>> start RAW DATA
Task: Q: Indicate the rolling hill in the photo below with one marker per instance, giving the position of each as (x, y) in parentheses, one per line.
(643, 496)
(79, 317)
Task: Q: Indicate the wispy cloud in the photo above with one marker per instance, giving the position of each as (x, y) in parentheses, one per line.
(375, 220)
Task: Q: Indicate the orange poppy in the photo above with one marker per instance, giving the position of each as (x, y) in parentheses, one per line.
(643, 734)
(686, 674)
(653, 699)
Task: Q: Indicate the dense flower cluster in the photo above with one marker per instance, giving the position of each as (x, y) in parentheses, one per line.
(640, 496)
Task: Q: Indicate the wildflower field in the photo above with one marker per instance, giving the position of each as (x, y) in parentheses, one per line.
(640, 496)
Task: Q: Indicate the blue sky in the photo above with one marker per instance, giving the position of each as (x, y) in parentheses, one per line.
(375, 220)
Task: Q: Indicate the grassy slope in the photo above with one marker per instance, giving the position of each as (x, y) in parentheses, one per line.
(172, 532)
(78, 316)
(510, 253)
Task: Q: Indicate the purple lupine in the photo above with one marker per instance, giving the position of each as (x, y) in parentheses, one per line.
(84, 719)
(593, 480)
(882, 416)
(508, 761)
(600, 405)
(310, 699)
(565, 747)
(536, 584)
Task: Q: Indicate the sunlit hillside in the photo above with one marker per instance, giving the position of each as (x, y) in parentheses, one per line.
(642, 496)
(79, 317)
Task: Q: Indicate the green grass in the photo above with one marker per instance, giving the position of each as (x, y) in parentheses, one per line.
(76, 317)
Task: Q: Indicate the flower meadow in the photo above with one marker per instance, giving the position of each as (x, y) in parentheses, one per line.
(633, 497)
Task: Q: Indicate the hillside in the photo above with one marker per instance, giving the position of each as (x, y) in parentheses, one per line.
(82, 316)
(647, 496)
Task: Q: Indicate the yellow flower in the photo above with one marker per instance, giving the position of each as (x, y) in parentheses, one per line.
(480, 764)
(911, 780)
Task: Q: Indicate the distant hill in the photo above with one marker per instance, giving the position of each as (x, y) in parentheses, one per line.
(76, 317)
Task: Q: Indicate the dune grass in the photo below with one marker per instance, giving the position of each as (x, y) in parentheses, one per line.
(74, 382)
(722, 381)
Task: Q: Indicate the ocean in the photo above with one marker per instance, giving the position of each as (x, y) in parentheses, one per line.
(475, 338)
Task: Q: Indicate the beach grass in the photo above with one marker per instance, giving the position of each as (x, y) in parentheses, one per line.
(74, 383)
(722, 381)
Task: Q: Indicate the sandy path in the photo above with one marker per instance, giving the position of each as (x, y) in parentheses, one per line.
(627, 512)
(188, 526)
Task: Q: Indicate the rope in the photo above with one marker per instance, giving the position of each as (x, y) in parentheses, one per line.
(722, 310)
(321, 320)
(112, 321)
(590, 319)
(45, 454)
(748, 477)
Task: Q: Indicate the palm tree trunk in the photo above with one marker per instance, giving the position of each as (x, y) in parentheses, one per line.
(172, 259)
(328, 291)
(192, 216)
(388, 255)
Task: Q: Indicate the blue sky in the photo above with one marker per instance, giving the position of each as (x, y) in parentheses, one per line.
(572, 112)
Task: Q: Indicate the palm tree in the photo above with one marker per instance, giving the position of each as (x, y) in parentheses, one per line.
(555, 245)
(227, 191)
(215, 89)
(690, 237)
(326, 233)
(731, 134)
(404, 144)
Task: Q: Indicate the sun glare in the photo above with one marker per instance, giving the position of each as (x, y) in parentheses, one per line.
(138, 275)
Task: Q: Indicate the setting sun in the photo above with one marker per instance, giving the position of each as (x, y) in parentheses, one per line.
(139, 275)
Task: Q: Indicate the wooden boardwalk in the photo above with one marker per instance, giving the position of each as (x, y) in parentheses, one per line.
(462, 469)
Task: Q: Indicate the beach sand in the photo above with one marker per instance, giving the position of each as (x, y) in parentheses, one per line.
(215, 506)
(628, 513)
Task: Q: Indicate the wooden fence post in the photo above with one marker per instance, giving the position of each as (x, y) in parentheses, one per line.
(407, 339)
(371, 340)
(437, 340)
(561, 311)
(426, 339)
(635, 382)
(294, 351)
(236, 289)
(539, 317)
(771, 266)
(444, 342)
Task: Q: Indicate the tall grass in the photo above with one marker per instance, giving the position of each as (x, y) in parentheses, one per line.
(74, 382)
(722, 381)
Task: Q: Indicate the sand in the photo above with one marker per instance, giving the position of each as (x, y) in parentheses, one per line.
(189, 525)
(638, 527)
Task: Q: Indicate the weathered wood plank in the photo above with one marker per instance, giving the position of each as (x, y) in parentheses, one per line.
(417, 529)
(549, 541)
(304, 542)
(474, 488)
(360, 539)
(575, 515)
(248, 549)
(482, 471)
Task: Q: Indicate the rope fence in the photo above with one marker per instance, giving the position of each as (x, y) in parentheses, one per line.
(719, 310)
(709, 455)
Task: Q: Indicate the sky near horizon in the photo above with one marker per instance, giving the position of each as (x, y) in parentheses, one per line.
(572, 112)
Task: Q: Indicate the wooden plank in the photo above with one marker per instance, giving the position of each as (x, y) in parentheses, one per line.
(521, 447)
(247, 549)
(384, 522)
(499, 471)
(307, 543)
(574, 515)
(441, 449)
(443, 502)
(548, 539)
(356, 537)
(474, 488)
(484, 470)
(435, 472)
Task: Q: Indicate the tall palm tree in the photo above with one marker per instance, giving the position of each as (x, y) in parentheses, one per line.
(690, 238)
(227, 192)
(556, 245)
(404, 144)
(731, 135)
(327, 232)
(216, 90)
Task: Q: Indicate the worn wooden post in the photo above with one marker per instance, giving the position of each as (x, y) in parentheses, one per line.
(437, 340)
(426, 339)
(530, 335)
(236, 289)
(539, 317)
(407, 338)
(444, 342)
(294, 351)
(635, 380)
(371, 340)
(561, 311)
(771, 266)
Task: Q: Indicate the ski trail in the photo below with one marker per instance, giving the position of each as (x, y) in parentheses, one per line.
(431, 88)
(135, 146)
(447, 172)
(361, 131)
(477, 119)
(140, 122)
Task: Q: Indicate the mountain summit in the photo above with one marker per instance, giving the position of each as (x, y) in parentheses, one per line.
>> end RAW DATA
### AIM
Give the listing again, word for word.

### OUTPUT
Task: Q: Indicate the rolling hill in the photo below with one marker per instance, giving the position of each as (x, y) in parentheses, one per line.
(643, 496)
(79, 317)
Task: Q: Indicate the wispy cloud in the photo above with one marker per instance, giving the position of each as (x, y) in parentheses, one per line.
(375, 220)
Task: Q: Indicate the orange poppy in the photo above with one marker per instance, giving the position of each as (x, y) in parentheses, one per line.
(643, 734)
(686, 674)
(653, 699)
Task: Q: Indicate the dense flower cluster in the photo above with one marker per instance, giving the position of each as (x, y) in parentheses, one per line.
(640, 496)
Task: Q: Indicate the wildflower field in the photo above with one marker per instance, giving the position of each as (x, y) in parentheses, one per line.
(640, 496)
Task: Q: Indicate the blue sky in the photo above with one marker per instance, giving the position of each as (x, y) in parentheses, one per line.
(375, 220)
Task: Q: Indicate the grassy slope in the photo above with one marker per instance, giving the position of each as (x, y) in parentheses, one per line.
(172, 532)
(78, 316)
(510, 253)
Task: Q: Indicate the purple lupine in the photo above with one marker per instance, giving the position of each as (x, y) in parentheses, one per line.
(84, 719)
(593, 480)
(882, 416)
(508, 761)
(600, 405)
(310, 699)
(565, 747)
(536, 584)
Task: Q: Indicate the sunlit hillside in the photo above with one marker per instance, giving the position of each as (x, y) in parentheses, one per line.
(642, 496)
(79, 317)
Task: Q: Indicate the green grass in the photo above with one marker per instance, giving the position of each as (x, y) in parentheses, one per line.
(76, 317)
Task: Q: Indicate the flower meadow in the photo above with one marker per instance, giving the position of each as (x, y) in parentheses, one per line.
(633, 497)
Task: Q: Indicate the hillside in the photo above with one marker per instance, giving the position of each as (x, y) in parentheses, one per line.
(82, 316)
(647, 496)
Task: Q: Indicate the yellow flower in the photo above with one marker per instance, giving the position of each as (x, y) in parentheses, one per line.
(480, 764)
(911, 780)
Task: Q: Indicate the distant hill in the photo above with one marker per instance, giving the position of each as (x, y) in parentheses, one per line.
(76, 317)
Task: Q: Indicate the dune grass in the photo below with one marker per instance, giving the position of each as (x, y) in parentheses, one per line.
(74, 382)
(722, 381)
Task: Q: Indicate the ocean in the photo above with one marker per instance, giving the position of each as (x, y) in parentheses, one per line.
(475, 338)
Task: Q: Indicate the beach grass in the photo above with one marker per instance, giving the position of each as (x, y) in parentheses, one per line.
(74, 383)
(722, 381)
Task: Q: Indicate the sandy path in the photo above with one marker per instance, giving the position of each as (x, y) in parentheses, one per line.
(627, 512)
(188, 526)
Task: Q: Indicate the rope in the photo above with one marker per instance, giving the position of each as (x, y) in parentheses, one per line.
(722, 310)
(321, 320)
(112, 321)
(590, 319)
(45, 454)
(748, 477)
Task: Q: Indicate the palm tree trunk in the photo above with one marker per instance, giving the position of each as (x, y) in parentheses, one per line.
(172, 259)
(328, 291)
(192, 216)
(388, 255)
Task: Q: Indicate the blue sky in the photo above with one marker per instance, giving the position of each as (x, y) in parentheses, one per line.
(572, 112)
Task: Q: Indicate the palm tree in the photo above with one marker per instance, giving the position of each as (x, y) in parentheses, one per line.
(555, 245)
(227, 191)
(215, 89)
(690, 237)
(326, 233)
(731, 134)
(404, 144)
Task: Q: Indicate the sun glare in the photo above with one marker per instance, giving the position of each as (x, y) in parentheses, one per line.
(138, 275)
Task: Q: Indicate the setting sun in the photo above with one marker per instance, giving the position of each as (x, y) in parentheses, one per line.
(139, 275)
Task: Q: Indicate the wooden boardwalk in the photo above with one marker per instance, giving the position of each as (x, y) in parentheses, one per line.
(462, 469)
Task: Q: Indicate the beach sand in the photo above with one marker per instance, giving the position of each as (x, y) in parentheses, one per line.
(215, 506)
(628, 513)
Task: Q: Indicate the wooden fence post in the photo above with one marker per instance, giving the position of each as (x, y) in parentheses, one per line.
(407, 339)
(371, 340)
(437, 340)
(561, 311)
(426, 339)
(635, 382)
(294, 351)
(236, 289)
(539, 317)
(771, 266)
(444, 342)
Task: Q: Indicate the tall grass in the photo above with one marker per instance, giving the position of each as (x, y) in parentheses, one per line.
(74, 382)
(722, 381)
Task: Q: Indicate the sand in the photo above with one marker per instance, giving the position of each as (x, y) in parentheses, one per line.
(189, 525)
(638, 527)
Task: Q: Indicate the weathered wood plank in the photo above with one marker per instance, giving the position of each as (x, y) in parentheses, one per line.
(417, 529)
(549, 541)
(304, 542)
(474, 488)
(360, 539)
(575, 515)
(248, 549)
(482, 471)
Task: Q: Indicate the rope fence in the photo above with one marker per instance, giving the position of each as (x, y) in parentheses, one per line.
(719, 310)
(709, 455)
Task: Q: Indicate the sky near horizon in the photo above with one marker per instance, giving the position of each as (x, y) in parentheses, one per line.
(572, 112)
Task: Q: Indicate the wooden plank in the photo above with one marker per instance, giving the position of each as (x, y) in parentheses, one per line.
(521, 447)
(247, 549)
(384, 522)
(499, 471)
(307, 543)
(574, 515)
(441, 449)
(443, 502)
(548, 539)
(356, 537)
(474, 488)
(484, 470)
(435, 472)
Task: Q: Indicate the tall palm tree in the photo above with one marker per instance, giving the position of each as (x, y) in parentheses, one per line.
(690, 238)
(227, 192)
(556, 245)
(404, 144)
(731, 135)
(327, 232)
(216, 90)
Task: Q: Indicate the worn wooden post in the photo above with one marker per instance, giving the position of each as (x, y) in parentheses, one per line.
(437, 340)
(426, 339)
(530, 335)
(236, 289)
(539, 317)
(407, 338)
(444, 342)
(294, 351)
(635, 380)
(371, 340)
(561, 311)
(771, 266)
Task: Q: Indicate the ski trail in the photo below with one marker per instance, giving the position of each as (x, y) in parentheses, one per line.
(431, 88)
(135, 146)
(447, 172)
(361, 131)
(477, 119)
(140, 122)
Task: Q: Indicate the mountain summit in the photo above with one marker per instance, giving the position of each as (x, y) in parentheses, one per line.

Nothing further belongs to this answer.